## ABOUT THIS TASK
Each line below with the word "facade" needs to be copied.

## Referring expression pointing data
......

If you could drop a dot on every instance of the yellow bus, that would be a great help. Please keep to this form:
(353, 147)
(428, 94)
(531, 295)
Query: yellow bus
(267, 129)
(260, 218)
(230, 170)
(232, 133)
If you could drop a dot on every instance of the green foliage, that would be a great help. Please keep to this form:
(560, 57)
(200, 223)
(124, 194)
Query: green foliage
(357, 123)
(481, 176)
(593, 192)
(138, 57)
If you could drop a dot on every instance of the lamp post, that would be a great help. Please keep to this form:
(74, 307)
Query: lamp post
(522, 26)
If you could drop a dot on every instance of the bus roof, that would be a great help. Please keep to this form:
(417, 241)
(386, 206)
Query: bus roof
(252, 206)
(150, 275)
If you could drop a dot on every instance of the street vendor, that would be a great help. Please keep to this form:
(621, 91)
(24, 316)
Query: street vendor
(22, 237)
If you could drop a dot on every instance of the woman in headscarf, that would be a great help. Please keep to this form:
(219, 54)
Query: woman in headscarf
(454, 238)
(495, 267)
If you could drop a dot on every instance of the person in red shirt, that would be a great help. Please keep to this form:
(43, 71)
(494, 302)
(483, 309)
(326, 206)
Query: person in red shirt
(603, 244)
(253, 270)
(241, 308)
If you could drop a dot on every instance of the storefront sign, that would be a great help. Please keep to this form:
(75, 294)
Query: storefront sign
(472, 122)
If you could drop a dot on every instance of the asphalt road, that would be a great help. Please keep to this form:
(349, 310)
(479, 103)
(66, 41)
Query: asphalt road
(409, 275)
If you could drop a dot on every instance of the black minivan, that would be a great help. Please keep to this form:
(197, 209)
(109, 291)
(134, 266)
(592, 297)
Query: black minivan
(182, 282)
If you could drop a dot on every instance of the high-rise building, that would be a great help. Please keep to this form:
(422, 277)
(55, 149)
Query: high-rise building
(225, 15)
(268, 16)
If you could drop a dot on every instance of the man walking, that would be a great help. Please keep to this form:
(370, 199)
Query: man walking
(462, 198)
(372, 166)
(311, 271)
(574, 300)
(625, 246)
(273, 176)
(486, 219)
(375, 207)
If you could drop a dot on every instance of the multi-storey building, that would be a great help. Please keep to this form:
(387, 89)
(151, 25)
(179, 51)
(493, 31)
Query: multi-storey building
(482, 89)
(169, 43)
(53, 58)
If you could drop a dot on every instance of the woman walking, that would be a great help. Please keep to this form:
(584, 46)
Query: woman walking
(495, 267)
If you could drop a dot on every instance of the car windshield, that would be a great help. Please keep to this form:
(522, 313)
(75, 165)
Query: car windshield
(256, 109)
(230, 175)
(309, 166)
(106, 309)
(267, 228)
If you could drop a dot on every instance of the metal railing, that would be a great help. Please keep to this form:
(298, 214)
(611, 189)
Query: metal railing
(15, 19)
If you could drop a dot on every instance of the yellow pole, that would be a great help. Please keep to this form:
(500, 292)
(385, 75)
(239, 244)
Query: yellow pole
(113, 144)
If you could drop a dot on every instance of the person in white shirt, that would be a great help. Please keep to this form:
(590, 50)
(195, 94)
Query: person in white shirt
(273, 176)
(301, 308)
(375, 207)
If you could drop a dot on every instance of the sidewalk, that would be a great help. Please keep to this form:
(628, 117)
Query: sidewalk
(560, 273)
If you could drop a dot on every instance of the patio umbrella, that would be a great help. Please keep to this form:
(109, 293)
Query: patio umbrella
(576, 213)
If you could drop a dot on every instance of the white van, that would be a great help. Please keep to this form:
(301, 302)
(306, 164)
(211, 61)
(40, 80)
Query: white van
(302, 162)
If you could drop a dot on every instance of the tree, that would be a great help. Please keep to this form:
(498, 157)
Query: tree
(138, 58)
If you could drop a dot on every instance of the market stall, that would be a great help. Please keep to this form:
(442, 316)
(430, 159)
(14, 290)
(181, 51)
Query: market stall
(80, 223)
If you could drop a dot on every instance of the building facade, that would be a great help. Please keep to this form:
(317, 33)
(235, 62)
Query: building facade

......

## EXERCISE SOLUTION
If you could drop a dot on every instance of the building facade, that would be a great help. Please keep to this form:
Query: building facade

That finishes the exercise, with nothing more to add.